▶ [Problem]:
Give a verbatim copy of the lines below, minus the pictures.

◆ ◆ ◆ ◆ ◆ ◆ ◆

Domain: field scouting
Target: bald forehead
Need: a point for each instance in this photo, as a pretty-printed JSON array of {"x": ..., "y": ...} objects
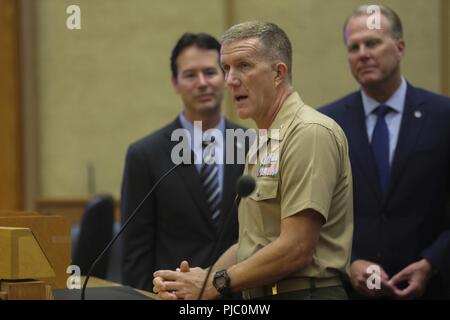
[{"x": 365, "y": 23}]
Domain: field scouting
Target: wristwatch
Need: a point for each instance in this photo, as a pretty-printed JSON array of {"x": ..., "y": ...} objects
[{"x": 222, "y": 283}]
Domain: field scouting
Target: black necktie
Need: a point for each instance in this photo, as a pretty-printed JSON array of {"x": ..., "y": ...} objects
[{"x": 380, "y": 146}]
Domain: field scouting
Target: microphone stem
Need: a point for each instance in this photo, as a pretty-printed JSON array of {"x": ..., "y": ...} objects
[
  {"x": 83, "y": 290},
  {"x": 218, "y": 242}
]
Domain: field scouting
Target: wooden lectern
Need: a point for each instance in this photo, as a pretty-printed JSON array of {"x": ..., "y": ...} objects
[
  {"x": 23, "y": 260},
  {"x": 35, "y": 255}
]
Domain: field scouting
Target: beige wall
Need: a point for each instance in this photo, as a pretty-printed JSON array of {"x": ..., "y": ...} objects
[{"x": 102, "y": 87}]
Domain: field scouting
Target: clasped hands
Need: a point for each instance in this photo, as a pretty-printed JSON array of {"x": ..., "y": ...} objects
[
  {"x": 415, "y": 277},
  {"x": 184, "y": 283}
]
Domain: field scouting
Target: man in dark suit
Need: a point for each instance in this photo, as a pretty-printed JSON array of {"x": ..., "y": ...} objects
[
  {"x": 182, "y": 219},
  {"x": 399, "y": 139}
]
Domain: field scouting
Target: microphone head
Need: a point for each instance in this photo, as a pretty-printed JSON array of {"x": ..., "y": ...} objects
[{"x": 245, "y": 186}]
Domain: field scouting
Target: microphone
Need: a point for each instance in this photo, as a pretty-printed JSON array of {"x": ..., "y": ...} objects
[
  {"x": 245, "y": 185},
  {"x": 130, "y": 218}
]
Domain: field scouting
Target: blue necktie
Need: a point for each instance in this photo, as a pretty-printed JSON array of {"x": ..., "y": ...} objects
[
  {"x": 380, "y": 146},
  {"x": 209, "y": 175}
]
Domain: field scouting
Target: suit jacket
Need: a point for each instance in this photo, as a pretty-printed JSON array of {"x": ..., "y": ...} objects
[
  {"x": 175, "y": 223},
  {"x": 408, "y": 223}
]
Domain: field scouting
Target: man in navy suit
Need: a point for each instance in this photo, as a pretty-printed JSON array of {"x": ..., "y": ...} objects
[
  {"x": 399, "y": 138},
  {"x": 183, "y": 217}
]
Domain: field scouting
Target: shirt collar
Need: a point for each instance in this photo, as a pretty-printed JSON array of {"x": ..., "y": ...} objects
[
  {"x": 396, "y": 101},
  {"x": 285, "y": 116}
]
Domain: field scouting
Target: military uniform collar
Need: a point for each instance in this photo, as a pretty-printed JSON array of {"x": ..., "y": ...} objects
[{"x": 285, "y": 116}]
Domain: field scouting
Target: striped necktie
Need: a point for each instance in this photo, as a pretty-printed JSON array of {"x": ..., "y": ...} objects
[{"x": 209, "y": 175}]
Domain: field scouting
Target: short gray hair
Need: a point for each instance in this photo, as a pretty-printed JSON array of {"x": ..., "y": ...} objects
[
  {"x": 396, "y": 28},
  {"x": 275, "y": 42}
]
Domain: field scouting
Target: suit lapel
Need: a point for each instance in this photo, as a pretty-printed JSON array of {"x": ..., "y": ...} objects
[
  {"x": 359, "y": 142},
  {"x": 412, "y": 123}
]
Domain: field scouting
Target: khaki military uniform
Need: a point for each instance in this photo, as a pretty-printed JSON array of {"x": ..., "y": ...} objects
[{"x": 306, "y": 166}]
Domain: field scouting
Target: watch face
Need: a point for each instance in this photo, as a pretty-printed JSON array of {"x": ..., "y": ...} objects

◆ ◆ ◆ ◆ ◆ ◆ ◆

▶ [Exercise output]:
Domain: field scouting
Target: bald forehead
Need: a point for each instance in this photo, as a pretty-printed JSON array of {"x": ..., "y": ...} objects
[{"x": 365, "y": 23}]
Domain: field scouting
Target: wristwatch
Need: a point for each instance in this photo, as a pretty-printed JSON array of {"x": ..., "y": ...} objects
[{"x": 222, "y": 283}]
Domain: field scouting
Target: black necktie
Need: a point for each instance in this photo, as a pretty-printed JSON array of {"x": ..., "y": ...} objects
[{"x": 380, "y": 146}]
Domain: field scouting
Target: microphone stem
Need: a point for each instance in this photo, as a pretty-printed JSON array of {"x": ..., "y": ...} objects
[
  {"x": 83, "y": 290},
  {"x": 218, "y": 242}
]
Domain: field scouting
Target: wooden lectern
Need: a point for each instance in this photo, as a pretty-printed JSON array of {"x": ..., "y": ...} objects
[
  {"x": 23, "y": 260},
  {"x": 35, "y": 255}
]
Domain: field scouting
Target: beige wall
Need: a point for each instance in this photo, as a pretty-printed JSON array of {"x": ..., "y": ...} objects
[{"x": 102, "y": 87}]
Domain: field scouting
Target: clasped hands
Need: a point for each instance in this photo, as a pretty-printed JSON array of {"x": ..., "y": ...} objects
[
  {"x": 415, "y": 277},
  {"x": 184, "y": 283}
]
Domain: field scouting
Target: man in dark suit
Need: a point for each instance in this photo, as a pretty-printed JSON array of {"x": ..., "y": ...} objects
[
  {"x": 182, "y": 219},
  {"x": 399, "y": 139}
]
Domain: field scouting
Target: microphone head
Need: a point for each instance in this photo, as a pretty-printed JSON array of {"x": ..., "y": ...} objects
[{"x": 245, "y": 186}]
Domain: field scouting
Target: microphone
Need: a point for each instance in this photo, as a pretty-printed JSON array of {"x": ..., "y": ...} objects
[
  {"x": 245, "y": 185},
  {"x": 130, "y": 218}
]
Domain: field scouting
Target: blue necktie
Need: a point for each instance in this photo, as a pretty-printed JSON array of {"x": ..., "y": ...} objects
[
  {"x": 380, "y": 146},
  {"x": 209, "y": 175}
]
Domain: field scouting
Target: suit jacket
Need: a point for each instance in this photo, as a pretty-printed JSON array of {"x": ..., "y": ...} objects
[
  {"x": 175, "y": 223},
  {"x": 408, "y": 223}
]
Domain: field scouting
Target: man in navy suit
Need: a point for each instance in this photo, as a pretty-printed JSON array of {"x": ..., "y": ...} objects
[
  {"x": 399, "y": 138},
  {"x": 183, "y": 217}
]
Domain: field scouting
Target: shirt collar
Need: a point for each instance in this photo, as a pretty-printed JSON array of {"x": ..., "y": ...} objects
[
  {"x": 396, "y": 101},
  {"x": 285, "y": 116}
]
Domain: field scouting
Target: military uniform collar
Need: a point for each instance in this photo, as a pretty-printed JSON array of {"x": ..., "y": ...} objects
[{"x": 285, "y": 116}]
Domain: field scouting
Target: striped necktie
Need: a point for each instance in this photo, as a pretty-printed JSON array of {"x": ..., "y": ...} objects
[{"x": 209, "y": 175}]
Domain: field scouting
Target: short gray hair
Need: a point for each instance in this photo, as a pretty-printed JSON array of {"x": ..., "y": ...} objects
[
  {"x": 396, "y": 28},
  {"x": 275, "y": 42}
]
Domain: field scouting
Target: suit lapel
Need: a point for each instance in this photo, as a pretty-printed JSON array of {"x": ..., "y": ...} objects
[
  {"x": 359, "y": 142},
  {"x": 412, "y": 123}
]
Domain: field scouting
Target: khaki military uniform
Need: a point for each instance in this photo, as a pretty-printed JSON array of {"x": ..., "y": ...} objects
[{"x": 306, "y": 166}]
Domain: field scouting
Target: watch face
Need: a point for each instance in this photo, as a pretty-printed JSON array of {"x": ..., "y": ...} objects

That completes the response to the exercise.